Find every line in the items below that contains the string "brown" with the same capitalization, and copy each of those lines.

## BEGIN Excerpted data

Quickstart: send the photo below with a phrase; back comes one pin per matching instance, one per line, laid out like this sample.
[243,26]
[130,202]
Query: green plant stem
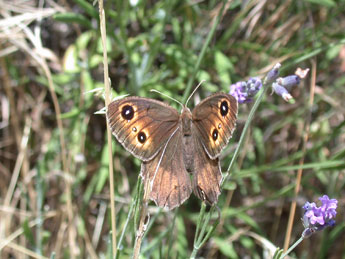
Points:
[292,247]
[202,53]
[107,101]
[244,132]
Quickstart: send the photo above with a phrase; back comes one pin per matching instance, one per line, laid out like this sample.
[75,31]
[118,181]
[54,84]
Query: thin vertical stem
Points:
[301,162]
[107,101]
[202,53]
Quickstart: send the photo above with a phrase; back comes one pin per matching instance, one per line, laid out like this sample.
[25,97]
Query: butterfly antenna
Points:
[156,91]
[196,88]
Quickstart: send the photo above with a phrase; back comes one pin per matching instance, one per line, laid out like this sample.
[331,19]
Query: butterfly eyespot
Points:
[142,137]
[215,134]
[224,108]
[127,112]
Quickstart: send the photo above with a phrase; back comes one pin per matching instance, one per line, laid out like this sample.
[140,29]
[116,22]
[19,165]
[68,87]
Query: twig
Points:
[301,162]
[107,101]
[142,224]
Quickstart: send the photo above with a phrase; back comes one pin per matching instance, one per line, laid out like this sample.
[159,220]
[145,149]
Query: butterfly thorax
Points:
[186,121]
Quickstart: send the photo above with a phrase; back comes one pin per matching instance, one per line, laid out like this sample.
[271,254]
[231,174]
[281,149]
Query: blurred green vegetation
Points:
[156,45]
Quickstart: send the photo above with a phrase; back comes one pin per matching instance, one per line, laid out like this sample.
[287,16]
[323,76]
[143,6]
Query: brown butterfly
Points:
[172,145]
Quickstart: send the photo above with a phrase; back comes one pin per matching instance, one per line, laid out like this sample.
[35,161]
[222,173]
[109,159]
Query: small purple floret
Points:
[289,81]
[245,91]
[317,218]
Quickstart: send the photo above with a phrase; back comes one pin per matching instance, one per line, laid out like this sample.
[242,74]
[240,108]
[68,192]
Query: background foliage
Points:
[54,191]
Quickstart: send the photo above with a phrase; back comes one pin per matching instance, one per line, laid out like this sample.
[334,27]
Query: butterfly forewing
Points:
[215,119]
[142,125]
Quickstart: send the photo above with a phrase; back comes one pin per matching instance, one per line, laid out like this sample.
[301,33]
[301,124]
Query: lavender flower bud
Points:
[317,218]
[289,81]
[272,74]
[245,91]
[281,91]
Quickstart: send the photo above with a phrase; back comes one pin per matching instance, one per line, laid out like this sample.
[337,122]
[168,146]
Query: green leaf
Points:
[225,247]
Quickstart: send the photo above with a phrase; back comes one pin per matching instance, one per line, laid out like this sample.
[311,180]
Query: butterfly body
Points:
[173,146]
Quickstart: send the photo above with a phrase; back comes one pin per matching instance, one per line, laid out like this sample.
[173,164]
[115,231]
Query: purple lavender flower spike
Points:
[317,218]
[281,91]
[245,91]
[273,74]
[289,81]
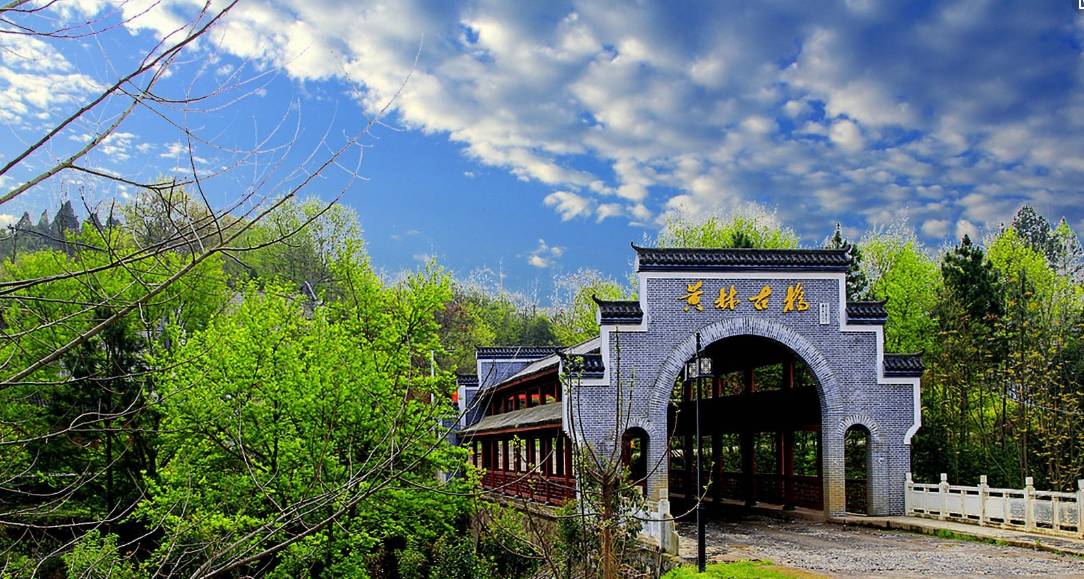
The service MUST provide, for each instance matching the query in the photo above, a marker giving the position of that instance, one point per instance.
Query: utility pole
(700, 555)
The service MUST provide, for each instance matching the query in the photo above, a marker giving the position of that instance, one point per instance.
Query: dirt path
(835, 550)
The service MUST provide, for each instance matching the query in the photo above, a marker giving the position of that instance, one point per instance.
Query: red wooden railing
(531, 486)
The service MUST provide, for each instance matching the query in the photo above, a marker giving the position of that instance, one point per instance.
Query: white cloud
(936, 228)
(624, 118)
(544, 255)
(966, 228)
(569, 205)
(36, 80)
(847, 136)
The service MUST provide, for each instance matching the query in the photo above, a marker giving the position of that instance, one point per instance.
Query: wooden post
(943, 490)
(748, 452)
(1029, 503)
(717, 467)
(788, 470)
(983, 492)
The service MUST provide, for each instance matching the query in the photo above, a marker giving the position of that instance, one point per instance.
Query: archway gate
(795, 298)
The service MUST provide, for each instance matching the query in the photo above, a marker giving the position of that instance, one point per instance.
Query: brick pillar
(831, 471)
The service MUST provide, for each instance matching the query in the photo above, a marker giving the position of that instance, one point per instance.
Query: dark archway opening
(634, 455)
(856, 461)
(760, 427)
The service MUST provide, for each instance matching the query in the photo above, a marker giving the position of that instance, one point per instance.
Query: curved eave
(740, 259)
(903, 365)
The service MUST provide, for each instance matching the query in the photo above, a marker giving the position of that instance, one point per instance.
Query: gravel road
(835, 550)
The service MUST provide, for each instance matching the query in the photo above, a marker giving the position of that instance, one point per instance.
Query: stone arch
(827, 385)
(864, 421)
(876, 460)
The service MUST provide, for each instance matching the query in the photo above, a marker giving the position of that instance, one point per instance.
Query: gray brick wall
(644, 362)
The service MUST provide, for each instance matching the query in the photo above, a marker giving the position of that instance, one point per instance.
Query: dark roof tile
(903, 365)
(619, 312)
(515, 352)
(866, 312)
(695, 259)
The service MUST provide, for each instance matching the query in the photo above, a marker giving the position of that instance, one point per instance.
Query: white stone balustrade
(1029, 510)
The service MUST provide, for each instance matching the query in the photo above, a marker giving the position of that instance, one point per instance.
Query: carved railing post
(908, 503)
(1080, 509)
(1029, 503)
(983, 492)
(943, 491)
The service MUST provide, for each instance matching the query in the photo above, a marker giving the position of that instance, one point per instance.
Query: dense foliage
(282, 410)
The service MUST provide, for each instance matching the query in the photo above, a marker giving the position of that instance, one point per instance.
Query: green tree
(901, 273)
(575, 307)
(1034, 230)
(857, 285)
(302, 440)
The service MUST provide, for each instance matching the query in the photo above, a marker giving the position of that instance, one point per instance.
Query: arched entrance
(856, 468)
(760, 426)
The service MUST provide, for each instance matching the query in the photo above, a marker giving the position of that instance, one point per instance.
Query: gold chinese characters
(728, 299)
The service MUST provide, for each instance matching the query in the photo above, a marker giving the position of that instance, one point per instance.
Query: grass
(737, 569)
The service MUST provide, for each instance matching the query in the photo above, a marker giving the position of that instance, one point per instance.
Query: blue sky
(540, 138)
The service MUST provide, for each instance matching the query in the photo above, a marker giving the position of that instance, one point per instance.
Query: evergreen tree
(971, 281)
(1069, 255)
(1034, 230)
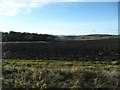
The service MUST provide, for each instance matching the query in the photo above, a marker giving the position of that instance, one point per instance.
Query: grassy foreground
(59, 74)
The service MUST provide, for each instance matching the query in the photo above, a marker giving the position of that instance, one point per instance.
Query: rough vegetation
(60, 74)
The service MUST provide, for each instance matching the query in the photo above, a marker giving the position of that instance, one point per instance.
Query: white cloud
(14, 7)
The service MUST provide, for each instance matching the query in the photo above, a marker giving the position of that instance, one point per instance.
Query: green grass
(59, 74)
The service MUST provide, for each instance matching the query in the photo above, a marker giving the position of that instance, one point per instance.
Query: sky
(65, 17)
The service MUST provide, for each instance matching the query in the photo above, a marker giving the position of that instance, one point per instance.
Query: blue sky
(60, 18)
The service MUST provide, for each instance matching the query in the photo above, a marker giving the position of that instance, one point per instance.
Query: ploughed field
(60, 74)
(89, 50)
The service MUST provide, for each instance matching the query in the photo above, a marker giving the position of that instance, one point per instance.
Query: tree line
(13, 36)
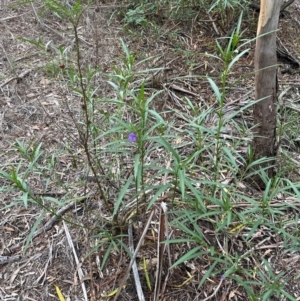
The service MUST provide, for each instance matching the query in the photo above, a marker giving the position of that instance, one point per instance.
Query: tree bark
(266, 87)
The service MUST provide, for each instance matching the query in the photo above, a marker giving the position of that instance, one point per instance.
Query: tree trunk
(266, 87)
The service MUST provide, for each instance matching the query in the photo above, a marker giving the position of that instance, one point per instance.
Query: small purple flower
(132, 137)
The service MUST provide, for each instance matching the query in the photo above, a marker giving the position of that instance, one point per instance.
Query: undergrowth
(146, 159)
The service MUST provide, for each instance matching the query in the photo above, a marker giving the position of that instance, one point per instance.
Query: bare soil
(37, 106)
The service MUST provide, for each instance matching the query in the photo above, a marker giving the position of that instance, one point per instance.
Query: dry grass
(37, 105)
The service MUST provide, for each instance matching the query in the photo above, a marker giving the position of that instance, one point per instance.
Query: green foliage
(145, 157)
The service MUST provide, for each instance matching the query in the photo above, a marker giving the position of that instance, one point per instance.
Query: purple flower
(132, 137)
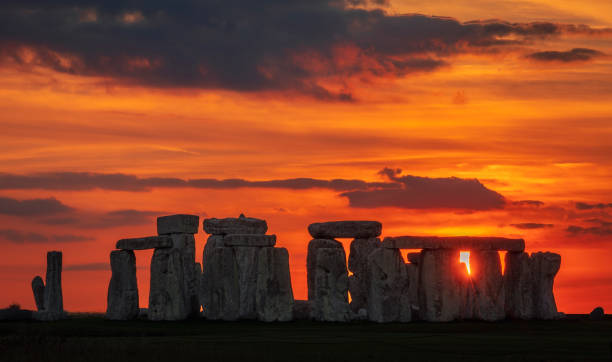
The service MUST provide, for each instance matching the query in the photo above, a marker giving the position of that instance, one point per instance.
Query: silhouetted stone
(345, 229)
(311, 260)
(38, 288)
(455, 242)
(358, 265)
(597, 314)
(443, 286)
(122, 300)
(167, 292)
(544, 268)
(518, 286)
(249, 240)
(150, 242)
(274, 295)
(330, 302)
(488, 284)
(232, 225)
(388, 293)
(178, 224)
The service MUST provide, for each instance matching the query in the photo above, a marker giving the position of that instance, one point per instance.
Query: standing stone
(311, 260)
(54, 304)
(274, 294)
(122, 301)
(544, 268)
(224, 284)
(330, 302)
(488, 283)
(38, 288)
(358, 264)
(518, 285)
(443, 286)
(167, 291)
(388, 298)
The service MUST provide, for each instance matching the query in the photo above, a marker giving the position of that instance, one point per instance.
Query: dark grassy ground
(89, 338)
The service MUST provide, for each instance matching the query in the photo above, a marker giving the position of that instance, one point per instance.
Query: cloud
(531, 225)
(585, 206)
(32, 207)
(574, 55)
(246, 46)
(428, 193)
(26, 237)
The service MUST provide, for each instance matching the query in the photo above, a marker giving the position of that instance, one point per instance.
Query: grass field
(91, 338)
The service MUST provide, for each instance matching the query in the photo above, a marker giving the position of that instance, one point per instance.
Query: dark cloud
(26, 237)
(32, 207)
(245, 45)
(585, 206)
(428, 193)
(574, 55)
(531, 225)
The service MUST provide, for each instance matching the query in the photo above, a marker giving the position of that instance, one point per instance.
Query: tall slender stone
(38, 288)
(488, 284)
(274, 294)
(122, 300)
(330, 302)
(388, 297)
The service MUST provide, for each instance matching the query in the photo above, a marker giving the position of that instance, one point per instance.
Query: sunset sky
(465, 117)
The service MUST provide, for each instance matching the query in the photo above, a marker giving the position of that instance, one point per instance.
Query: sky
(466, 117)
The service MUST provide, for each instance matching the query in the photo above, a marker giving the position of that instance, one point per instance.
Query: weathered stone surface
(149, 242)
(232, 225)
(455, 242)
(167, 291)
(122, 300)
(178, 224)
(358, 265)
(224, 284)
(388, 293)
(518, 286)
(597, 314)
(330, 302)
(274, 294)
(345, 229)
(311, 260)
(443, 286)
(54, 302)
(488, 283)
(249, 240)
(301, 310)
(38, 288)
(544, 268)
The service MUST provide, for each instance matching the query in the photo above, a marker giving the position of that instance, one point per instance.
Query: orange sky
(528, 129)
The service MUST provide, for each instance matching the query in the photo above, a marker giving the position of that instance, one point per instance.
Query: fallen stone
(388, 293)
(274, 294)
(518, 286)
(122, 299)
(544, 268)
(443, 286)
(345, 229)
(311, 260)
(167, 291)
(330, 302)
(358, 265)
(249, 240)
(597, 314)
(150, 242)
(54, 303)
(178, 224)
(232, 225)
(38, 288)
(454, 242)
(488, 284)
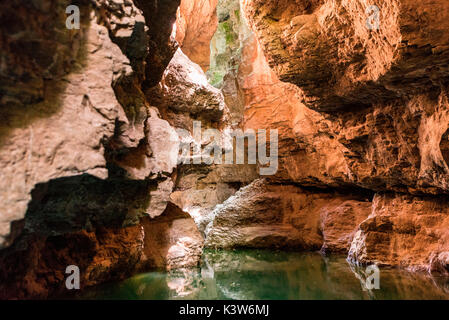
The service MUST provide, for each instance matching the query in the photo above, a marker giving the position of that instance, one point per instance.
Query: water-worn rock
(407, 231)
(342, 57)
(35, 267)
(285, 216)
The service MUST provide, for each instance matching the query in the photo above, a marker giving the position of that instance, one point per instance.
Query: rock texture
(381, 93)
(281, 216)
(404, 230)
(35, 266)
(86, 161)
(196, 23)
(342, 58)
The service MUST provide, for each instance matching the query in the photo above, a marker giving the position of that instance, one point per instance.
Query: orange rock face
(263, 215)
(345, 54)
(407, 231)
(196, 23)
(382, 121)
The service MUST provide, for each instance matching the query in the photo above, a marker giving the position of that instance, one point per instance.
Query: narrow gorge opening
(223, 149)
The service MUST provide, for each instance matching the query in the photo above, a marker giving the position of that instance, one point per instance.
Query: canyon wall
(87, 163)
(93, 119)
(378, 93)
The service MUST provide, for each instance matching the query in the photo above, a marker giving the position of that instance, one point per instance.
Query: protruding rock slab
(261, 215)
(406, 231)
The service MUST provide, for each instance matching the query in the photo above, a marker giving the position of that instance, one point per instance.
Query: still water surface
(262, 274)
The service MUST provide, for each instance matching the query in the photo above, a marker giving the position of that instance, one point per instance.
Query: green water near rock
(263, 274)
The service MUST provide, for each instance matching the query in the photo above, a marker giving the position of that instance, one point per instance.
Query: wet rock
(36, 268)
(172, 240)
(403, 230)
(261, 215)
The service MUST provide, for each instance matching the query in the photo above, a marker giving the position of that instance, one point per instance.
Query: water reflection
(261, 274)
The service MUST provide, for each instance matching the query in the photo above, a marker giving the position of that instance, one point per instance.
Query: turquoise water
(262, 274)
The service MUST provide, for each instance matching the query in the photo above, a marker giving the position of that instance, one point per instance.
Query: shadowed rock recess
(92, 121)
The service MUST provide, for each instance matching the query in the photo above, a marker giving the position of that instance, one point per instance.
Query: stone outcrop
(404, 230)
(35, 267)
(381, 95)
(196, 23)
(86, 162)
(285, 216)
(342, 56)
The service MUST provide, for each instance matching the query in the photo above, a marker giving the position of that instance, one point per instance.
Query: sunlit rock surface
(285, 216)
(341, 59)
(404, 230)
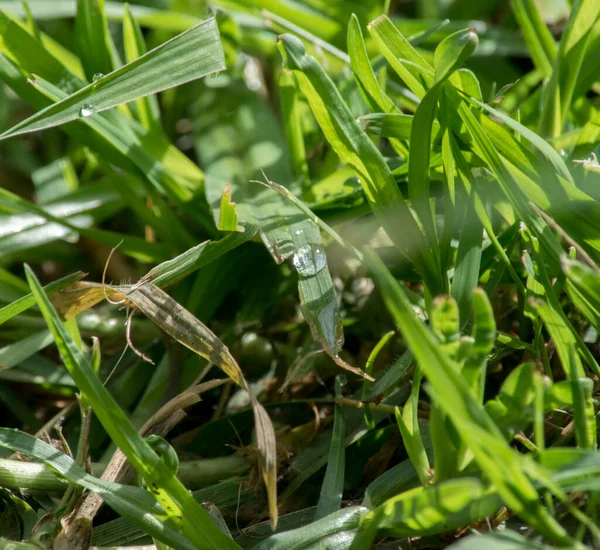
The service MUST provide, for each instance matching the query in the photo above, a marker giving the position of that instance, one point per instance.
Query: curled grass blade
(133, 503)
(180, 507)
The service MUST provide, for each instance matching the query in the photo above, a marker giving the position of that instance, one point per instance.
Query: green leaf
(468, 260)
(292, 122)
(133, 503)
(417, 74)
(189, 56)
(363, 71)
(452, 394)
(538, 38)
(558, 94)
(92, 38)
(330, 499)
(148, 112)
(228, 218)
(27, 301)
(180, 507)
(286, 232)
(354, 147)
(13, 354)
(337, 528)
(505, 540)
(431, 510)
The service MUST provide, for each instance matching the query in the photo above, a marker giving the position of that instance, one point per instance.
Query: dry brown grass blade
(160, 423)
(182, 326)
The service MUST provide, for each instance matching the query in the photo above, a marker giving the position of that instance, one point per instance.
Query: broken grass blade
(181, 325)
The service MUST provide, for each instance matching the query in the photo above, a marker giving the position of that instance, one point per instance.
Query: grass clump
(299, 275)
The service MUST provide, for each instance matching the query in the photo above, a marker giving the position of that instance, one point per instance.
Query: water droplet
(86, 110)
(309, 260)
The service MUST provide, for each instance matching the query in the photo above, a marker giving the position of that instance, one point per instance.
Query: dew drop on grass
(86, 110)
(309, 260)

## END Excerpted data

- [Result of this task]:
Query: brown butterfly
Query: dry brown grass blade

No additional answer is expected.